[Records drawn from a dataset]
------------------------------

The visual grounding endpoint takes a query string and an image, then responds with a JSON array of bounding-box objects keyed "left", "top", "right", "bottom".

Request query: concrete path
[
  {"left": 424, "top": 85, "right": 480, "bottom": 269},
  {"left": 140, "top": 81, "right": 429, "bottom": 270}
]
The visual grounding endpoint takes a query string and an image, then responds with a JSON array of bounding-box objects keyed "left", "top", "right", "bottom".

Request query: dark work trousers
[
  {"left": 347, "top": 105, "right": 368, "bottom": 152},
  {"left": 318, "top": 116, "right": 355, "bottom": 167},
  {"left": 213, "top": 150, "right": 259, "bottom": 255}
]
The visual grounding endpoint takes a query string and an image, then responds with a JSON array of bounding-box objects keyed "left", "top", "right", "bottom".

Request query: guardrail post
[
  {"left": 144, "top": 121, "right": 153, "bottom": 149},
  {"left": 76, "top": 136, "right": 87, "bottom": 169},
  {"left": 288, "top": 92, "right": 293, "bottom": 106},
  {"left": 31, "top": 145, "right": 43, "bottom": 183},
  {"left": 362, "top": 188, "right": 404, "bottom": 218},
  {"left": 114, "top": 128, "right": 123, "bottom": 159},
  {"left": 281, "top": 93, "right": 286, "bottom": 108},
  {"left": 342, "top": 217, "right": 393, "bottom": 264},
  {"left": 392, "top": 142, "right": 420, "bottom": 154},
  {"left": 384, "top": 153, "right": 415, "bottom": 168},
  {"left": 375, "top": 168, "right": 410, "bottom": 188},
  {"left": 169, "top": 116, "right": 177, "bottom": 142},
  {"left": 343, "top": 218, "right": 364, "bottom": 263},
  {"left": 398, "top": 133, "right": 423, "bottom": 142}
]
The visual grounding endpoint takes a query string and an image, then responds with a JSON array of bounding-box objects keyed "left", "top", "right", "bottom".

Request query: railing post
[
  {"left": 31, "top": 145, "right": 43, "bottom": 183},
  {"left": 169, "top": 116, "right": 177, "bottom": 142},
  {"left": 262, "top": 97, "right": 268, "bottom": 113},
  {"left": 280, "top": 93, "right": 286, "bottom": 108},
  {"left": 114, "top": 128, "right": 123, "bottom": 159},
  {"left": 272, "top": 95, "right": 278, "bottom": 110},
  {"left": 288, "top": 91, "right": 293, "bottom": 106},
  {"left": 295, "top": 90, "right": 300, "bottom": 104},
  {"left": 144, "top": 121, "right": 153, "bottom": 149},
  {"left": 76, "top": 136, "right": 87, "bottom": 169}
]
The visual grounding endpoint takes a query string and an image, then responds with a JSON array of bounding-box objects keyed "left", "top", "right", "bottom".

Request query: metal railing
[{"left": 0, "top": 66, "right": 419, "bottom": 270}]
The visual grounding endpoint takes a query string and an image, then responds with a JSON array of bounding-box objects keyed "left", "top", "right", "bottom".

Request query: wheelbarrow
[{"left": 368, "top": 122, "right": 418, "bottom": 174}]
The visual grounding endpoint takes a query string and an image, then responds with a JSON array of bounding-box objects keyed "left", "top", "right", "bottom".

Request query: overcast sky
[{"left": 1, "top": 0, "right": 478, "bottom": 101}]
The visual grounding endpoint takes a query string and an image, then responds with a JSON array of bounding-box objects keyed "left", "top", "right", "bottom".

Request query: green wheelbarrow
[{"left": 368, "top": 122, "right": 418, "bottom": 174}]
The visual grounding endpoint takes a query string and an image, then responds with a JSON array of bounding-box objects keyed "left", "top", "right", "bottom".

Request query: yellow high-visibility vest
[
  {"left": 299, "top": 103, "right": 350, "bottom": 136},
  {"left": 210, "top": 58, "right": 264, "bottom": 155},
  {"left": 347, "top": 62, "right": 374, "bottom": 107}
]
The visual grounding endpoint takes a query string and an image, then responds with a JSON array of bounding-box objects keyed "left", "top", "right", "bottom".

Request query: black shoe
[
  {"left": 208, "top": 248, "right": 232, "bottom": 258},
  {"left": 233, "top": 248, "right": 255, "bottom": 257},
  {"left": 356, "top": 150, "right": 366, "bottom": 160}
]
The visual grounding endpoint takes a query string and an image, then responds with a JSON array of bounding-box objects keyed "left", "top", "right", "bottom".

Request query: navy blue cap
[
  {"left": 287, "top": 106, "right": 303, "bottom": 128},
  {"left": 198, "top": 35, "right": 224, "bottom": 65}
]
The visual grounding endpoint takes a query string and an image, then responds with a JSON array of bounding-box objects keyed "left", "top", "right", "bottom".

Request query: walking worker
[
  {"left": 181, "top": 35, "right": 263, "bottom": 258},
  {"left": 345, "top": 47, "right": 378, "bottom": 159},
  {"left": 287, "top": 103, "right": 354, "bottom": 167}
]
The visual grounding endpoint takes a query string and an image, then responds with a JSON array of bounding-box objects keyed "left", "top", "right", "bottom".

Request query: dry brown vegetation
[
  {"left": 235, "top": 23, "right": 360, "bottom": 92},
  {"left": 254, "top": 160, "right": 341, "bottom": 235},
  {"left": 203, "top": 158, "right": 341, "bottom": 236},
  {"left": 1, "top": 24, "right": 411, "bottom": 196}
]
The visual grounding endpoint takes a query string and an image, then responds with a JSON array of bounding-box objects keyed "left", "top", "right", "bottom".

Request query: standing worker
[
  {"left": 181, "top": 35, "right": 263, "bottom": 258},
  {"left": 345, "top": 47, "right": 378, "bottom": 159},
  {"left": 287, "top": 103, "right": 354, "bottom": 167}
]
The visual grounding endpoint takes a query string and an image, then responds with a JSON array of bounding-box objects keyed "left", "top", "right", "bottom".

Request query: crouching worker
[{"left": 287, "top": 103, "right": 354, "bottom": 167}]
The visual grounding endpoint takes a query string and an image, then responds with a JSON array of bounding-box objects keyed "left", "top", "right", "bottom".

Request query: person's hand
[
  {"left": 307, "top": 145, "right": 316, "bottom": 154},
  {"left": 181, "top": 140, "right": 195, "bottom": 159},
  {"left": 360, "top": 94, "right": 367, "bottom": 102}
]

------------------------------

Output every line above so that it reads exactly as before.

COMPLETED TASK »
The visual grounding endpoint takes a query string and an image, then responds with a JSON array of bounding-box objects keyed "left", "top", "right", "bottom".

Request query: concrete path
[
  {"left": 424, "top": 85, "right": 480, "bottom": 269},
  {"left": 140, "top": 81, "right": 429, "bottom": 270}
]
The visual grounding endpoint takes a query string and an image, then responds with a JSON array of bounding-box objects keyed "left", "top", "right", "bottom".

Request query: dark work trousers
[
  {"left": 347, "top": 105, "right": 368, "bottom": 152},
  {"left": 318, "top": 116, "right": 355, "bottom": 167},
  {"left": 213, "top": 150, "right": 259, "bottom": 255}
]
The visual grounding endpoint takes a query string and an image, then responds with a JSON array of bounding-box objects keyed "left", "top", "right", "bottom".

Request query: guardrail post
[
  {"left": 144, "top": 121, "right": 153, "bottom": 149},
  {"left": 76, "top": 136, "right": 87, "bottom": 169},
  {"left": 288, "top": 92, "right": 293, "bottom": 106},
  {"left": 31, "top": 145, "right": 43, "bottom": 183},
  {"left": 362, "top": 188, "right": 404, "bottom": 218},
  {"left": 114, "top": 128, "right": 123, "bottom": 159},
  {"left": 281, "top": 93, "right": 286, "bottom": 108},
  {"left": 342, "top": 217, "right": 393, "bottom": 264},
  {"left": 392, "top": 142, "right": 420, "bottom": 154},
  {"left": 384, "top": 153, "right": 415, "bottom": 168},
  {"left": 375, "top": 168, "right": 410, "bottom": 188},
  {"left": 169, "top": 116, "right": 177, "bottom": 142},
  {"left": 343, "top": 218, "right": 364, "bottom": 263},
  {"left": 398, "top": 133, "right": 423, "bottom": 142}
]
The visual grounding endpoint takes a query string and an image, then responds with a JSON array of bounding-box objects keyed "left", "top", "right", "bottom".

Request query: railing post
[
  {"left": 31, "top": 145, "right": 43, "bottom": 183},
  {"left": 169, "top": 116, "right": 177, "bottom": 142},
  {"left": 262, "top": 97, "right": 268, "bottom": 113},
  {"left": 280, "top": 93, "right": 286, "bottom": 108},
  {"left": 114, "top": 128, "right": 123, "bottom": 159},
  {"left": 272, "top": 95, "right": 278, "bottom": 110},
  {"left": 288, "top": 91, "right": 293, "bottom": 106},
  {"left": 295, "top": 90, "right": 300, "bottom": 104},
  {"left": 144, "top": 121, "right": 153, "bottom": 149},
  {"left": 76, "top": 136, "right": 87, "bottom": 169}
]
The visual grounding endpoint takes a query string and an image, then responds with a JSON array of bounding-box objects keyed "left", "top", "right", "bottom".

Request query: metal railing
[{"left": 0, "top": 66, "right": 419, "bottom": 270}]
The visual grounding endpoint takes a query string and an image, then responds with a JSON array of bounding-box objects keyed "left", "top", "right", "bottom".

Request query: wheelbarrow
[{"left": 368, "top": 122, "right": 418, "bottom": 174}]
The visual grounding endpoint takes a query string and an image, then responds with a JSON array of bounding-box objects keyed "left", "top", "right", "bottom".

Request query: overcast sky
[{"left": 1, "top": 0, "right": 478, "bottom": 101}]
The visual grounding endpoint takes a query string and an image, then responds with a JSON array of bounding-box objects keyed "left", "top", "right", "bottom".

Request query: green wheelbarrow
[{"left": 368, "top": 122, "right": 418, "bottom": 174}]
The visual grounding endpoint takes a query string and an image, then responds with a JSON array of bounding-box objects keyed "left", "top", "right", "bottom".

Request query: yellow high-visibility vest
[
  {"left": 299, "top": 103, "right": 350, "bottom": 136},
  {"left": 210, "top": 58, "right": 264, "bottom": 155},
  {"left": 347, "top": 62, "right": 374, "bottom": 107}
]
The visual grounding endpoint takes a query string and an image, then responds with a JSON array of bounding-box objects keyed "left", "top", "right", "bottom".

Request query: black shoe
[
  {"left": 208, "top": 248, "right": 232, "bottom": 258},
  {"left": 233, "top": 248, "right": 255, "bottom": 257},
  {"left": 356, "top": 150, "right": 366, "bottom": 160}
]
The visual grounding endpoint takes a query string and an image, then responds with a JSON array of bounding-box objects keyed "left", "top", "right", "bottom".

Request query: navy blue cap
[
  {"left": 287, "top": 106, "right": 303, "bottom": 128},
  {"left": 198, "top": 35, "right": 224, "bottom": 65}
]
The visual grounding endpoint takes a query string and an image, then responds with a JSON array of bounding-box objects keyed "left", "top", "right", "bottom".

Request query: walking worker
[
  {"left": 181, "top": 35, "right": 263, "bottom": 258},
  {"left": 345, "top": 47, "right": 378, "bottom": 159},
  {"left": 287, "top": 103, "right": 354, "bottom": 167}
]
The visual grounding endpoint takes a query string and an image, then responds with a JSON array of bounding-box objects keyed "left", "top", "right", "bottom".

Request query: dry brown vegetation
[
  {"left": 235, "top": 23, "right": 360, "bottom": 92},
  {"left": 254, "top": 160, "right": 341, "bottom": 235},
  {"left": 203, "top": 158, "right": 341, "bottom": 236},
  {"left": 1, "top": 24, "right": 411, "bottom": 196}
]
The visual grounding endpoint takes a query string and an image, then responds with a JSON array of bounding-box objects keyed "left", "top", "right", "bottom".

Request query: standing worker
[
  {"left": 181, "top": 35, "right": 263, "bottom": 258},
  {"left": 345, "top": 47, "right": 378, "bottom": 159},
  {"left": 287, "top": 103, "right": 354, "bottom": 167}
]
The visual grounding endpoint takes a query string and an image, then responds with a JSON array of bounding-box objects keyed "left", "top", "right", "bottom".

Request query: crouching worker
[{"left": 287, "top": 103, "right": 354, "bottom": 167}]
The visual grounding endpoint takes a query string and an image, then responds with a JSON array of bounding-box objects keyed "left", "top", "right", "bottom".

Request query: person's hand
[
  {"left": 307, "top": 145, "right": 316, "bottom": 154},
  {"left": 181, "top": 140, "right": 195, "bottom": 159},
  {"left": 360, "top": 94, "right": 367, "bottom": 102}
]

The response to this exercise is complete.